• DATASET
......

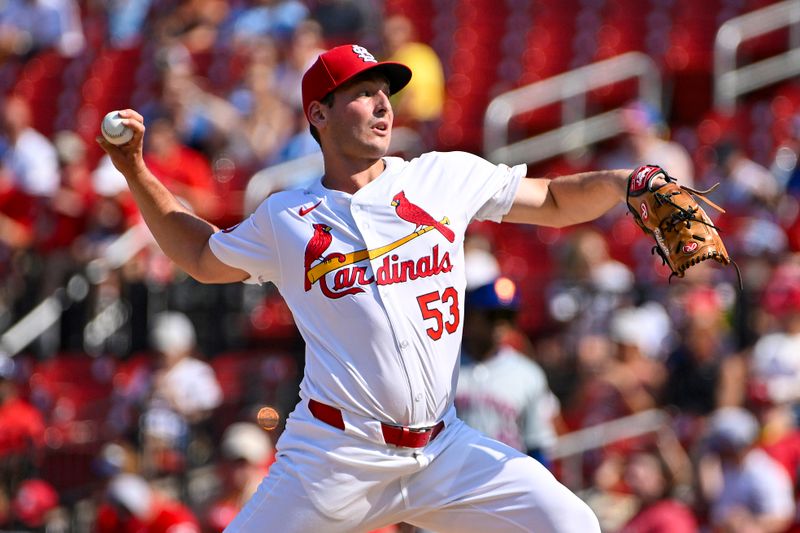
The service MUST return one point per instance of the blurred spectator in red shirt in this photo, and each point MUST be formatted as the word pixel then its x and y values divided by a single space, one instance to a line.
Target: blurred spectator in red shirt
pixel 133 506
pixel 186 172
pixel 21 436
pixel 246 455
pixel 34 504
pixel 17 215
pixel 21 424
pixel 651 480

......

• STATED PROBLEM
Express every line of the rows above as a JSON list of strings, one string per line. Omit blank lines and the pictures.

• RESULT FOR THIS TASK
[
  "The service MUST return one point per instance of the blurred spectator in red shirt in this photo, and each point MUST be formatted as the word pixel then its x and y values divided by a single space, one instance to a line.",
  "Target: blurred spectator in red shirt",
  "pixel 133 506",
  "pixel 186 172",
  "pixel 21 436",
  "pixel 246 455",
  "pixel 34 504",
  "pixel 17 215",
  "pixel 21 424",
  "pixel 651 480"
]